(Stored dataset items)

++++

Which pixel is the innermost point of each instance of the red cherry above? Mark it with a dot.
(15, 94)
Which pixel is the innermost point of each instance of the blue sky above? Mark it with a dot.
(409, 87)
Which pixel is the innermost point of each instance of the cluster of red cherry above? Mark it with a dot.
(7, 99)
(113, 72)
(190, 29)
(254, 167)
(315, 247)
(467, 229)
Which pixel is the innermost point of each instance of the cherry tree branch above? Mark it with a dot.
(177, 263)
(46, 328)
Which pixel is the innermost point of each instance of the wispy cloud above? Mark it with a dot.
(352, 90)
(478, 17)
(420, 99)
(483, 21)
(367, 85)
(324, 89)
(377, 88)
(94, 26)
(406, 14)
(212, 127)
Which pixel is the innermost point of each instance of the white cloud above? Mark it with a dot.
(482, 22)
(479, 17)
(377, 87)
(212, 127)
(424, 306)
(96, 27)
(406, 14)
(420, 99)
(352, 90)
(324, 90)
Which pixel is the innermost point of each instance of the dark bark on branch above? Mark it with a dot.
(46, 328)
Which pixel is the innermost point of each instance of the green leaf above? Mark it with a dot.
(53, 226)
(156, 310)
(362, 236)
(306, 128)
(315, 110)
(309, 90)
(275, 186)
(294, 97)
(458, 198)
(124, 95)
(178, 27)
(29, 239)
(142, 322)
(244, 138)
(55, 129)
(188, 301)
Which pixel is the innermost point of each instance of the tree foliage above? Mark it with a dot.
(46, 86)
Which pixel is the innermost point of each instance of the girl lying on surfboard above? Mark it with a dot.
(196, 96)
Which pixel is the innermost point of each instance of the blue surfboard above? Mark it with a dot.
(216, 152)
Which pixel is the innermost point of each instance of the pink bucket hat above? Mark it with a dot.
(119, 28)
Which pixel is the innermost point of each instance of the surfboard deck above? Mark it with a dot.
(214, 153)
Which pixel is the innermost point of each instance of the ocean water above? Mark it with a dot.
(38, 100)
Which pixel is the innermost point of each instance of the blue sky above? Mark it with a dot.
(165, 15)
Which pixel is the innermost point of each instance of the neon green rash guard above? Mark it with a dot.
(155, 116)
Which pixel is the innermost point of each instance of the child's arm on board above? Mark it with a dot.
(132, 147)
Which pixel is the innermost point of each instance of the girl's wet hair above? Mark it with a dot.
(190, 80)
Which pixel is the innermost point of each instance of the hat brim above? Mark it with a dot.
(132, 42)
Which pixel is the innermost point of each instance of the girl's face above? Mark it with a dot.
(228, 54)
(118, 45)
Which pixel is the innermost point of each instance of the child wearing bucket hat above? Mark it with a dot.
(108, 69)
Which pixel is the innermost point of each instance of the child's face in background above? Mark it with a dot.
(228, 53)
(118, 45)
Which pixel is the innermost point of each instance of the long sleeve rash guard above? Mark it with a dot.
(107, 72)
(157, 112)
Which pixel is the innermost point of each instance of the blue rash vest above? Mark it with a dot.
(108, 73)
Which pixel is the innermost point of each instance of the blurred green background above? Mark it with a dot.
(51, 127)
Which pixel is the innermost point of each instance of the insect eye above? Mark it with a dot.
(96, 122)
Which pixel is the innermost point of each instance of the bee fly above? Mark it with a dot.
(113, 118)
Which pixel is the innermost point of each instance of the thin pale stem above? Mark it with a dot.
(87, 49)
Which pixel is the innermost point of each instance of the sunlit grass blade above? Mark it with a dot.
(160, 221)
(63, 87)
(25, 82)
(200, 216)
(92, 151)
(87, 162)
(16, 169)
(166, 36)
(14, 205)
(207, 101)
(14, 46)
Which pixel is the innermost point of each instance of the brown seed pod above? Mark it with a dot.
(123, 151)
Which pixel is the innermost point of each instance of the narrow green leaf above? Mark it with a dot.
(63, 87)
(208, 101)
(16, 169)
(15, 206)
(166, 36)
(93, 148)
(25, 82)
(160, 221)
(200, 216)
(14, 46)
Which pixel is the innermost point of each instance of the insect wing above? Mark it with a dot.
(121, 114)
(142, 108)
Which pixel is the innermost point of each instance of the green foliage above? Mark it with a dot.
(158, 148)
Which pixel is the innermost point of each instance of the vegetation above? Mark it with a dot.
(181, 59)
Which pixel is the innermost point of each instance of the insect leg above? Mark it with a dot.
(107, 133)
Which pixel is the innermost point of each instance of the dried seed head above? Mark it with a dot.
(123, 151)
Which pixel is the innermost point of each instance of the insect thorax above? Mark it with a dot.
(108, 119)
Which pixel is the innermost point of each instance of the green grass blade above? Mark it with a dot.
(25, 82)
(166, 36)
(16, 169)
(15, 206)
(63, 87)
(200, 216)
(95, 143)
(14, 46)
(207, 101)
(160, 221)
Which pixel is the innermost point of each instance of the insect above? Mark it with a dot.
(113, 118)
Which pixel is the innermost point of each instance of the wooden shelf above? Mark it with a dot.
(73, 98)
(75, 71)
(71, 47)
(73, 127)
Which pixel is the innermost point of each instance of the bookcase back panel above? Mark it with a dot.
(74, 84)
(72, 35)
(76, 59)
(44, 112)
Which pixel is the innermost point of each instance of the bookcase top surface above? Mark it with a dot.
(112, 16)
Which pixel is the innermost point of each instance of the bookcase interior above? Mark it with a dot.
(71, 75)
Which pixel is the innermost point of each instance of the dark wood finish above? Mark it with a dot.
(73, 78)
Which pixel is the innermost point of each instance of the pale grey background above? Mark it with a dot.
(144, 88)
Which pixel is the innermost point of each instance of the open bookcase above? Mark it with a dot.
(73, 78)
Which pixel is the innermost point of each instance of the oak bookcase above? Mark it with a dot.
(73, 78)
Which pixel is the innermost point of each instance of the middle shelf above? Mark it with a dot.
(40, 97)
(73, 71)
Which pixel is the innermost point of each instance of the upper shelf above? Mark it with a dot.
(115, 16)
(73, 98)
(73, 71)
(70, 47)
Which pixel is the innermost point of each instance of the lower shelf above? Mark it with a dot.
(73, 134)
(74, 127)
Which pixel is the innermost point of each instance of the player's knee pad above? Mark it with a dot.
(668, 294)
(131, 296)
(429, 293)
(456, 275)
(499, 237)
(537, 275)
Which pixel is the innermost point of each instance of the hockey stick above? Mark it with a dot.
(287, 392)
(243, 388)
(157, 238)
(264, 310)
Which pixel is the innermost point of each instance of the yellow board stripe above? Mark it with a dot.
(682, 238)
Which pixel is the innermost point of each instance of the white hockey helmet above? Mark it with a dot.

++++

What you are asked to do: Nothing in the records should be left out; write all of them out again exactly.

The completed task:
Which pixel is the innermost point of each instance of the red cherry above? Mark it with a dot.
(15, 94)
Which pixel is the innermost point of each instance of the blue sky above? Mark it with a dot.
(409, 87)
Which pixel is the innermost point of each instance of the cluster of red cherry above? Mark it with a dot.
(7, 99)
(113, 72)
(190, 29)
(254, 167)
(315, 247)
(467, 229)
Which pixel is the innermost point of each instance of the cherry tree branch above? Mark it with a dot.
(177, 263)
(46, 328)
Which pixel is the innermost point of each instance of the wispy cloud above? Mark it with a dot.
(352, 90)
(478, 17)
(420, 99)
(483, 21)
(367, 85)
(324, 89)
(377, 88)
(94, 26)
(406, 14)
(212, 127)
Which pixel is the innermost point of each instance of the white cloud above? Mark it with a dot.
(482, 22)
(479, 17)
(377, 87)
(212, 127)
(424, 306)
(96, 27)
(406, 14)
(420, 99)
(352, 90)
(324, 90)
Which pixel is the innermost point of each instance of the dark bark on branch above? Mark it with a dot.
(46, 328)
Which pixel is the innermost point of each instance of the green leaf above? Mark it with a dot.
(53, 226)
(156, 310)
(362, 236)
(306, 128)
(315, 110)
(309, 90)
(275, 186)
(294, 97)
(458, 198)
(124, 95)
(178, 27)
(29, 239)
(142, 322)
(244, 138)
(55, 129)
(188, 301)
Which pixel is the innermost point of each instance of the tree foliage above? Mark it with a dot.
(46, 86)
Which pixel is the innermost point of each instance of the girl lying on surfboard above? Mark it with a dot.
(196, 96)
Which pixel is the innermost point of each instance of the blue surfboard above? Mark it with a dot.
(216, 152)
Which pixel is the innermost point of each instance of the pink bucket hat above? Mark it with a dot.
(119, 28)
Which pixel is the innermost point of each instance of the surfboard deck above? Mark it with a dot.
(214, 153)
Which pixel is the innermost point of each instance of the ocean water above? Mark it with a dot.
(38, 100)
Which pixel is the innermost point of each instance of the blue sky above? Mark it with a dot.
(165, 15)
Which pixel is the innermost point of each instance of the neon green rash guard above? Mark it with a dot.
(155, 116)
Which pixel is the innermost point of each instance of the child's arm on board above? Mark it with a dot.
(132, 147)
Which pixel is the innermost point of each instance of the girl's wet hair above? Mark it with a dot.
(190, 80)
Which pixel is the innermost point of each instance of the hat brim above? Mark it with a dot.
(132, 42)
Which pixel is the innermost point of each instance of the girl's face above? Mark it with a dot.
(228, 54)
(118, 45)
Which pixel is the innermost point of each instance of the child wearing bucket hat above? Mark it with a dot.
(108, 69)
Which pixel is the innermost point of each instance of the child's face in background above? Mark it with a dot.
(228, 53)
(118, 45)
Which pixel is the innermost point of each instance of the long sleeve rash guard above? Mark it with a dot.
(107, 72)
(157, 112)
Which pixel is the innermost point of each instance of the blue rash vest above? Mark it with a dot.
(108, 73)
Which pixel is the innermost point of each instance of the blurred green background above? Mark it with a dot.
(51, 127)
Which pixel is the innermost point of each instance of the insect eye above? Mark it with a dot.
(96, 122)
Which pixel is the innermost point of each instance of the bee fly above? Mark it with a dot.
(113, 118)
Which pixel is the innermost point of each instance of the thin pale stem above? Mark it with a dot.
(87, 49)
Which pixel is the innermost point of each instance of the sunlit grass blade above? Mark it with a dot.
(160, 221)
(63, 87)
(25, 82)
(200, 216)
(92, 151)
(87, 162)
(16, 169)
(166, 36)
(14, 205)
(207, 101)
(14, 46)
Which pixel is the innermost point of each instance of the brown seed pod above? Mark it with a dot.
(123, 151)
Which pixel is the innermost point of each instance of the narrow green leaf above? Mark it with a dot.
(63, 87)
(208, 101)
(16, 169)
(15, 206)
(166, 36)
(93, 148)
(25, 82)
(160, 221)
(200, 216)
(14, 46)
Which pixel is the innermost point of each instance of the insect wing above? Mark it with a dot.
(121, 114)
(142, 108)
Which pixel is the innermost point of each instance of the green foliage above? Mark it with a dot.
(158, 148)
Which pixel is the innermost point of each instance of the vegetation above? Mark it with a dot.
(181, 59)
Which pixel is the innermost point of each instance of the insect leg above? Mark it with a dot.
(107, 133)
Which pixel is the innermost point of each instance of the dried seed head above? Mark it with a dot.
(123, 151)
Which pixel is the innermost point of each instance of the insect thorax above? Mark it with a dot.
(108, 119)
Which pixel is the innermost point of each instance of the green grass blade above? Mark it with a dot.
(25, 82)
(166, 36)
(16, 169)
(15, 206)
(63, 87)
(200, 216)
(95, 143)
(14, 46)
(207, 101)
(160, 221)
Which pixel is the innermost point of each instance of the insect above? Mark it with a dot.
(113, 118)
Which pixel is the innermost point of each instance of the wooden shelf above? Mark it with a dot.
(73, 98)
(75, 71)
(71, 47)
(73, 127)
Which pixel is the innermost point of each instance of the bookcase back panel above? Mark it with a dot.
(74, 84)
(72, 35)
(76, 59)
(44, 112)
Which pixel is the innermost point of each instance of the bookcase top surface above? Mark it with a dot.
(112, 16)
Which pixel is the innermost point of each instance of the bookcase interior above? Mark it with a dot.
(71, 75)
Which pixel is the innermost point of each instance of the dark wood finish above? Mark it with a dot.
(73, 78)
Which pixel is the innermost point of each instance of the pale grey background above? Mark it with a dot.
(144, 88)
Which pixel is the innermost point of each instance of the open bookcase above? Mark it with a dot.
(73, 78)
Which pixel is the innermost point of each instance of the oak bookcase above? Mark it with a dot.
(73, 78)
Which pixel is the innermost point of each instance of the middle shelf above? Mark it with a dot.
(40, 97)
(73, 71)
Which pixel is the innermost point of each instance of the upper shelf above? Mark it with a dot.
(115, 16)
(73, 98)
(73, 71)
(70, 47)
Which pixel is the innermost point of each instance of the lower shelf above? Mark it with a dot.
(73, 134)
(74, 127)
Which pixel is the innermost point of each instance of the player's knee pad above? Mark it with a dot.
(668, 294)
(131, 296)
(429, 293)
(456, 275)
(499, 237)
(537, 275)
Which pixel is the innermost point of each instance of the hockey stick above? Mark it with a dot.
(287, 392)
(243, 388)
(157, 238)
(264, 310)
Which pixel is the innermost point of each instance of the yellow board stripe above? Mark it with a dot.
(682, 238)
Which pixel is the innermost point of each instance of the white hockey helmet above? Mark it with a dot.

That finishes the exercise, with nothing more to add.